WHAT YOU NEED TO DO
From the line that contains "Can you find the terry" through the closing line of the entries, write out each line exactly; pictures stay out.

TASK DATA
————

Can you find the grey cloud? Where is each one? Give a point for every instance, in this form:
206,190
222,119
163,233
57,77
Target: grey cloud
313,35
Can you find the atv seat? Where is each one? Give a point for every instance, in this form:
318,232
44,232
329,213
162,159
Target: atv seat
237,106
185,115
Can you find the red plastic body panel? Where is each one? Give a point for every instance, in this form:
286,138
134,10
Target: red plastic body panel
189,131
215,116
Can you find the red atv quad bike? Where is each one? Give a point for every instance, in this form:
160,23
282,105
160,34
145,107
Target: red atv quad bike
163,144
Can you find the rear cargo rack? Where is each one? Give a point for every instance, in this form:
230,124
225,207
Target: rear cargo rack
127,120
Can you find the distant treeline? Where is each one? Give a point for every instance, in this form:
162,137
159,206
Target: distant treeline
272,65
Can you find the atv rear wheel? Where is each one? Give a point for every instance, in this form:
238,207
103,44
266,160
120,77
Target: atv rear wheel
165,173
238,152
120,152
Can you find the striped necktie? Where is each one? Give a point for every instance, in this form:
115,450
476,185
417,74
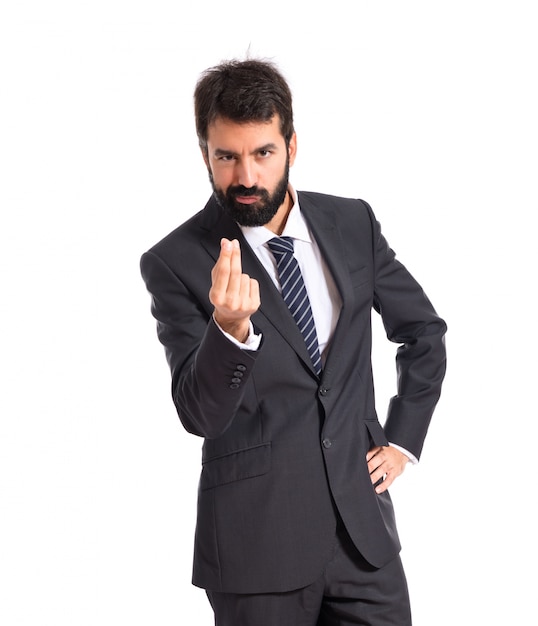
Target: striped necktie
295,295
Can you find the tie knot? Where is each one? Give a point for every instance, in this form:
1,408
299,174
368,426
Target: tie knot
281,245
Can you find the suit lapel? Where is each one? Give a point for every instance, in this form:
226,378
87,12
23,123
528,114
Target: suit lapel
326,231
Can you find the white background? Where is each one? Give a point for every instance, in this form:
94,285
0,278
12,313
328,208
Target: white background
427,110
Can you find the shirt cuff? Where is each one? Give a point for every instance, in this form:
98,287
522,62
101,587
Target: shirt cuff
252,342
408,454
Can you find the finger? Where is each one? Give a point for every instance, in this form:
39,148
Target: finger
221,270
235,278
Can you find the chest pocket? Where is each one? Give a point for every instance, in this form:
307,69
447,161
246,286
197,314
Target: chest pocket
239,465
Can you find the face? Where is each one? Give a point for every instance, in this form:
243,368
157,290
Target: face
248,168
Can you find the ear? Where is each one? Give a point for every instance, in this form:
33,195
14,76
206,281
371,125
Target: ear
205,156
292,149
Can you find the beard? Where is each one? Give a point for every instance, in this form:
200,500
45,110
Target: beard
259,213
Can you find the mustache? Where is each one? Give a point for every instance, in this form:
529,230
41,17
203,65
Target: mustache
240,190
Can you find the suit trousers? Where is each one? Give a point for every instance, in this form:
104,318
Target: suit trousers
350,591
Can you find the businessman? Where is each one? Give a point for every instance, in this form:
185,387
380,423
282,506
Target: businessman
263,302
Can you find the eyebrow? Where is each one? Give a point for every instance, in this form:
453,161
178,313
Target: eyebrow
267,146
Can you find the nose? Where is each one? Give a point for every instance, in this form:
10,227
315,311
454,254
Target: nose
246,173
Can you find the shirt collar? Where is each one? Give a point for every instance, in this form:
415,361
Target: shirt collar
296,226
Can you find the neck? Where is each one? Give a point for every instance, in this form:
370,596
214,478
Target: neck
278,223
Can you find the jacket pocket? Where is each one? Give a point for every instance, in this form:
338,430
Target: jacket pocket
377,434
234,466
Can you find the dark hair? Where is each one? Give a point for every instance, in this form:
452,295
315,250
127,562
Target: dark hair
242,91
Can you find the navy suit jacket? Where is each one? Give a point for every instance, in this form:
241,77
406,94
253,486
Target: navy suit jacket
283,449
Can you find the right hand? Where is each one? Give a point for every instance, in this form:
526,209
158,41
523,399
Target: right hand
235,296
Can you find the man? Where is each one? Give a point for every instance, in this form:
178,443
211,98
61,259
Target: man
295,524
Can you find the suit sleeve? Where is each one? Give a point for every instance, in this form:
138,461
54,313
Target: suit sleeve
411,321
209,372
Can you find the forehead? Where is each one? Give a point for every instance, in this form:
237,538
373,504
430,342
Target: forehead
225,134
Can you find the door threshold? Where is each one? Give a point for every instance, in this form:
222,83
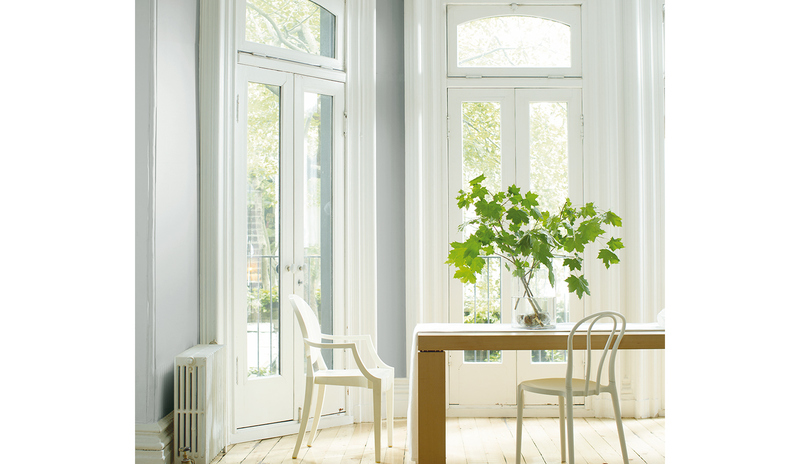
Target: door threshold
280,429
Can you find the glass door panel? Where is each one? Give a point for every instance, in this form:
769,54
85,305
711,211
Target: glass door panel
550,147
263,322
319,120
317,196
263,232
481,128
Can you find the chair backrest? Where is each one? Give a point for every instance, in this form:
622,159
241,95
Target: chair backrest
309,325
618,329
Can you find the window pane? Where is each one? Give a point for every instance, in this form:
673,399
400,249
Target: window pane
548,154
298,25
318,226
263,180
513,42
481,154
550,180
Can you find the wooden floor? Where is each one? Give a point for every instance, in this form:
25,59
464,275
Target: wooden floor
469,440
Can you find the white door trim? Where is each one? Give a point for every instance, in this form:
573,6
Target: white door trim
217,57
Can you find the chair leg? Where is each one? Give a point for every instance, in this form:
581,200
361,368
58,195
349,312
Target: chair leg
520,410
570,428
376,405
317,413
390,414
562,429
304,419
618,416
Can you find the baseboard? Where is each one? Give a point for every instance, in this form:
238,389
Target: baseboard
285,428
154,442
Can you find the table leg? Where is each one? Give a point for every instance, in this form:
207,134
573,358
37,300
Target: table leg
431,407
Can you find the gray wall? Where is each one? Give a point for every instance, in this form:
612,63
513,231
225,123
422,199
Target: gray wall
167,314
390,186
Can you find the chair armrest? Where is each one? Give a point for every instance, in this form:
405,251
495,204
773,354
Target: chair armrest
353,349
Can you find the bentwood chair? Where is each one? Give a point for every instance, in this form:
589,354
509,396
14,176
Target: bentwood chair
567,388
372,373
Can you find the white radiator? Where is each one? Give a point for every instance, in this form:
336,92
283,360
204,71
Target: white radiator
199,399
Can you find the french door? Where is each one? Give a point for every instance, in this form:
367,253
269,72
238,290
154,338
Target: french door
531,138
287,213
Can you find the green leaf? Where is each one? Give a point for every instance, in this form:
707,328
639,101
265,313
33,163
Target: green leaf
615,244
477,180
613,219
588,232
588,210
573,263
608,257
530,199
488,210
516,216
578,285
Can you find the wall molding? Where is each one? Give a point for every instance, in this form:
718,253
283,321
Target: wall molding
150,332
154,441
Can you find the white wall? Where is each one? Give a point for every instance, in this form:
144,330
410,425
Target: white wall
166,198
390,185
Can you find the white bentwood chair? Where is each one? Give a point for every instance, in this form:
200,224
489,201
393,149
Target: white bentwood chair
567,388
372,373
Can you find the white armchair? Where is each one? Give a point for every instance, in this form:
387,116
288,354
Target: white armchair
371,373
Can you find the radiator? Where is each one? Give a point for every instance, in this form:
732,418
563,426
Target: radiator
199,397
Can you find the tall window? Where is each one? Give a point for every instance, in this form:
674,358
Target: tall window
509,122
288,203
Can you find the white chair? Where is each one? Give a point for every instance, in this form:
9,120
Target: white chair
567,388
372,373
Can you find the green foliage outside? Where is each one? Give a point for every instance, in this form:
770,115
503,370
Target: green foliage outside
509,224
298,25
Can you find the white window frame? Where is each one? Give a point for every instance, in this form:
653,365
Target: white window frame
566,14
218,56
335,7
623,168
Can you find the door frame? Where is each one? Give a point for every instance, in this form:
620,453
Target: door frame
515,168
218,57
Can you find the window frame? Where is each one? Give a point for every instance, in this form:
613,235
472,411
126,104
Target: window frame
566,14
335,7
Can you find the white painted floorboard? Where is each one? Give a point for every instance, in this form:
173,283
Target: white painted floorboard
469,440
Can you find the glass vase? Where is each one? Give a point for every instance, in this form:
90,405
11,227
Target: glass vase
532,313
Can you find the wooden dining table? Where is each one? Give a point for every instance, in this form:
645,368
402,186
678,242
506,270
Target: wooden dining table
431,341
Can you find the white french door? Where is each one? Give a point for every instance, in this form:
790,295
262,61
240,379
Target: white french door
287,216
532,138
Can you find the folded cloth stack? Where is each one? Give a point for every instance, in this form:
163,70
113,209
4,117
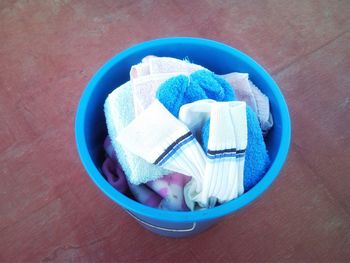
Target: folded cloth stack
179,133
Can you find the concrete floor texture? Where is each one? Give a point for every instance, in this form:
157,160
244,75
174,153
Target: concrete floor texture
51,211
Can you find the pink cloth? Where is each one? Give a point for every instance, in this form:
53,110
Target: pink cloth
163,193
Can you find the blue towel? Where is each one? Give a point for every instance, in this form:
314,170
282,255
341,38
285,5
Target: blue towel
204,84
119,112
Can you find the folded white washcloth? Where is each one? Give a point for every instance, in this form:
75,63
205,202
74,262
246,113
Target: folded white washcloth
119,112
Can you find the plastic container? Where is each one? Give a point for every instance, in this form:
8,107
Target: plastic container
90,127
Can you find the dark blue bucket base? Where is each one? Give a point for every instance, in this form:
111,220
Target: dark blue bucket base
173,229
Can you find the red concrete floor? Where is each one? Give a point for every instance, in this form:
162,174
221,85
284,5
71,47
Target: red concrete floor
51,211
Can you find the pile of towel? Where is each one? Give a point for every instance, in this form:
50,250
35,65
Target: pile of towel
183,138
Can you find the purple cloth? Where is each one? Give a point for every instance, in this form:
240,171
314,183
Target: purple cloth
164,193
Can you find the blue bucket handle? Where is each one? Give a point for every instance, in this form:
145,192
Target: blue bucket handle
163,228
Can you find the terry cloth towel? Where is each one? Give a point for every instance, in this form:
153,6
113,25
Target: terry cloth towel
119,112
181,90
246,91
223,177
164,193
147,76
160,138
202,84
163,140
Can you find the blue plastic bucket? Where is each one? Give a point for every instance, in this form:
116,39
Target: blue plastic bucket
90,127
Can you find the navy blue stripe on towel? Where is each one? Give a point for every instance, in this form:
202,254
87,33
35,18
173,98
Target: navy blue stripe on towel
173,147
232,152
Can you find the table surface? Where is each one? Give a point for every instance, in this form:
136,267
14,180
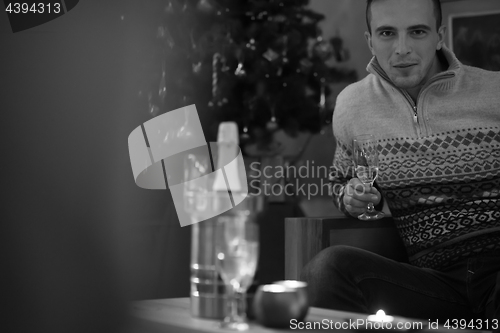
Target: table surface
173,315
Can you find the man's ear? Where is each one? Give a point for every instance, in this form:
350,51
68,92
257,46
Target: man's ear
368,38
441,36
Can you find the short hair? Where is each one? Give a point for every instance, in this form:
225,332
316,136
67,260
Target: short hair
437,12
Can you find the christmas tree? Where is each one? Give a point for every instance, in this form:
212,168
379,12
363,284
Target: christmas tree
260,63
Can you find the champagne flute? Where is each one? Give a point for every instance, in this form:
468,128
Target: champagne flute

————

COMPLETE OUTPUT
Can you find the terry cloth towel? Where is each one? Give a point for every instance, in this form:
153,6
113,25
Target: terry cloth towel
119,112
181,90
246,91
223,177
164,193
147,76
160,138
202,84
163,140
Can you find the blue plastic bucket? Where is each one? Give a point for every instance, in this form:
116,39
Target: blue plastic bucket
90,127
Can you find the navy blue stripe on towel? Where is each one? Give a point for every instance, in this form:
202,254
87,33
35,18
173,98
Target: navy blue stripe on towel
173,147
232,152
Can you find the table surface? Where is each one? Give a point for every instance, in this form:
136,267
14,180
Target: table surface
173,315
Can you find the man's ear? Where is each one? Give a point for every instance, in this form:
350,51
68,92
257,46
Target: man's ear
368,38
441,36
Can you find the short hair? Where is each one? Give a point for every instance, in this form:
225,332
316,136
67,260
Target: short hair
437,12
Can you find the christmas tree? Where is each one? Give a point for every instance, in this form:
212,168
379,12
363,284
Target: christmas tree
260,63
Can you find the champagne flute? Where is each one? Give a point for every instance, in this form:
468,128
Target: champagne flute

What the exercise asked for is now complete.